Data for the task
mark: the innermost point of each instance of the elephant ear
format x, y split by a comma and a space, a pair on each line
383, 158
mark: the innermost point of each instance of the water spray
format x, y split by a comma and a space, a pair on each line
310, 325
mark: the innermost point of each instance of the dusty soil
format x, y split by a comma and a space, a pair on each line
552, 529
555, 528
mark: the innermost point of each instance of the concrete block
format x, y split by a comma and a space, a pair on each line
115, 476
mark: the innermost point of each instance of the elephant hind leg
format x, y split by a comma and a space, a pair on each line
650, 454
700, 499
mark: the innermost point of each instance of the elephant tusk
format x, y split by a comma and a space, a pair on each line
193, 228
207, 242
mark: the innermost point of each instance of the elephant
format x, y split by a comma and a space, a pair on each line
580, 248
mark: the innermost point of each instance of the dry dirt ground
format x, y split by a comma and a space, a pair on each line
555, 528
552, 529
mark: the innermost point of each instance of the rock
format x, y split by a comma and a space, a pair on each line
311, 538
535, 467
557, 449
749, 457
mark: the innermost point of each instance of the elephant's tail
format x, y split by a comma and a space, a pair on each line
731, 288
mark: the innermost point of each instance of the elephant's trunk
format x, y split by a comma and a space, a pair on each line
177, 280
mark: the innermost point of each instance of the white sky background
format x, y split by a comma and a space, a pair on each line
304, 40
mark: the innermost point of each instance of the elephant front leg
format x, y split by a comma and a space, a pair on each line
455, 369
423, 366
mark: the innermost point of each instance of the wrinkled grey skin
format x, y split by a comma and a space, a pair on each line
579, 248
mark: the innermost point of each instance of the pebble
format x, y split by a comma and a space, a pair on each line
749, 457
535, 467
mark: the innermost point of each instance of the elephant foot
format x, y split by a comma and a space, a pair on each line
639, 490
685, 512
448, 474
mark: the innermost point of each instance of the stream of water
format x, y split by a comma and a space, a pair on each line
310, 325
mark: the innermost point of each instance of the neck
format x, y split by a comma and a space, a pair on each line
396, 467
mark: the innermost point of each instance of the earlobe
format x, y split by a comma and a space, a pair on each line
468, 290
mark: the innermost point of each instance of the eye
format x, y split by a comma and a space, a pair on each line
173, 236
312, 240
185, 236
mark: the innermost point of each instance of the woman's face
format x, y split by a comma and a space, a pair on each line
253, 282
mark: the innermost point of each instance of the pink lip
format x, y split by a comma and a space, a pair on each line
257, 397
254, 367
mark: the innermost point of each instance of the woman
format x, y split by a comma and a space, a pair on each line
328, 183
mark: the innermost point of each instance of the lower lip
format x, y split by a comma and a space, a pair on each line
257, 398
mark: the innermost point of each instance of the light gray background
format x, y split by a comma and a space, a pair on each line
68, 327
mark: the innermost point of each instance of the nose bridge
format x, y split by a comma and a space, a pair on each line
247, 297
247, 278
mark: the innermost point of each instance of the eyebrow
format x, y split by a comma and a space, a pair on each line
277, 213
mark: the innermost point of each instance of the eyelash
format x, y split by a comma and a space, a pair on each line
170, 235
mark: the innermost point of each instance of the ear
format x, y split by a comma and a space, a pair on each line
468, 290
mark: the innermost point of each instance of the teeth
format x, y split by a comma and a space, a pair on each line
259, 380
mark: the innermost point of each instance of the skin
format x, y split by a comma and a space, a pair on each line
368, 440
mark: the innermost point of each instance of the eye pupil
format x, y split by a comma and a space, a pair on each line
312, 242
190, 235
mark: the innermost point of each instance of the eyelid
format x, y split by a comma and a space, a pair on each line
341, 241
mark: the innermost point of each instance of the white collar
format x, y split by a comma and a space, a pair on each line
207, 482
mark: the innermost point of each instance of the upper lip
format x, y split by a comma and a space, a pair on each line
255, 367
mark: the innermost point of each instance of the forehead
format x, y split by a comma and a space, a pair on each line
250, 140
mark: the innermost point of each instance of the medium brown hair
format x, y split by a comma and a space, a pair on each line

Problem
Can you repeat every one of the entries above line for line, without changing a single character?

Solution below
mark: the innermost point of each instance of the elephant ear
format x, y split by a comma and a space, a pair on each line
383, 158
mark: the innermost point of each instance of the water spray
format x, y split by a comma and a space, a pair on each line
310, 325
mark: the innermost point of each instance of the dusty soil
format x, y split by a comma and a space, a pair on each line
552, 529
555, 528
mark: the innermost point of each instance of the concrete block
format x, y split by a comma and a space, a pair on each line
115, 476
mark: the innermost point of each instance of the elephant hind leg
format x, y split by a comma and a space, a pair on each line
650, 454
700, 499
mark: the innermost point of each instance of the elephant tusk
format x, y split by a comma and a space, a pair on each line
193, 228
207, 242
mark: the innermost point of each instance of the elephant
format x, y split by a comma and a space, a pair on each line
580, 248
mark: the innermost point of each instance of the dry dirt ground
format x, y split by a comma and a space, a pair on each line
555, 528
552, 529
mark: the innermost point of each instance of the rock
format x, y split by a comma and a space, a pair on each line
311, 538
535, 467
557, 449
749, 457
mark: the innermost point of each instance of the elephant's tail
format x, y split by a comma and a space, a pair on each line
731, 288
mark: the innermost point of each instance of the elephant's trunk
format x, y split by a comma and a space, a pair on each line
177, 280
mark: the innermost point of each instance of the white sky background
format x, y split by a comma and a space, a pair on each line
304, 40
mark: the innermost point of each instance of the elephant front leg
format x, y split by a comma and a space, a pair on each line
455, 369
423, 366
mark: the innermost point of each instance of the wrinkled grey skin
format x, y split by a comma and a space, a pair on each line
579, 248
mark: the innermost point of each instance of the pebble
format x, y split by a comma and a space, a pair on each line
749, 457
535, 467
mark: the innermost point of each instance of the elephant foot
format x, y split by a comma and a space, a pair on each line
639, 490
685, 512
448, 474
mark: the innermost point of each instance of the stream of water
format x, y split by a comma and a space, a pair on each line
310, 325
mark: the innermost point of each instance of the neck
format x, y split by a comma and a space, a pair on each line
396, 467
mark: the innermost point of each instance of the earlobe
format x, y split by a comma and a space, a pair on each line
468, 290
mark: the innermost point of each instance of the eye
format x, y split by a comma and a space, a pair on each line
173, 236
312, 240
185, 236
mark: the innermost point of each instance of the woman's face
format x, y split by a comma and a space, a pair on each line
253, 282
mark: the innermost point of each instance of the pink lip
format x, y split by a comma and a space, a pair on each line
257, 397
254, 367
mark: the innermost point of each instance of the woman
format x, y split by a comma and a space, a pair on each line
328, 183
mark: the innermost point of each instance of the lower lip
format x, y split by a comma and a space, a pair on each line
257, 398
mark: the innermost point of each instance of the light gray background
format x, y split by a comma and a space, a pair on each line
68, 327
mark: the innermost point of each instance of the nose bridge
format x, y split by a comma and a space, a pair on each line
247, 297
247, 278
mark: the innermost point of each instance of the eyebrow
format x, y split by a comma and a space, a pair on each line
277, 213
mark: the innermost point of each instance of the eyelash
format x, y split by a comma and a space, a pair on each line
170, 235
mark: the innermost point of each instance of the ear
format x, y split by a comma and a space, a pair on each line
468, 290
mark: the innermost point of each instance of the teeth
format x, y split by a comma and a space, a pair on each line
259, 380
mark: the innermost point of each instance of the skin
format x, y split by a comma and a space, a pair on each line
368, 440
mark: the innermost point of each instance of the eye pupil
format x, y split by a comma and a space, a pair on each line
312, 242
190, 235
mark: the innermost point of each instance of the eyelid
format x, y split by a comma and a space, a pair on each line
341, 241
mark: the innermost point of each instance of the white collar
format x, y split by a comma and a space, a pair on each line
207, 482
mark: the innermost point of each instance of the upper lip
format x, y split by a comma and a space, a pair on each line
255, 367
mark: the innermost point of each instance of the forehead
format x, y split by a comma and a space, a pair on each line
250, 140
mark: the innermost point of each instance of the medium brown hair
format x, y split by a comma and a space, a pair on each line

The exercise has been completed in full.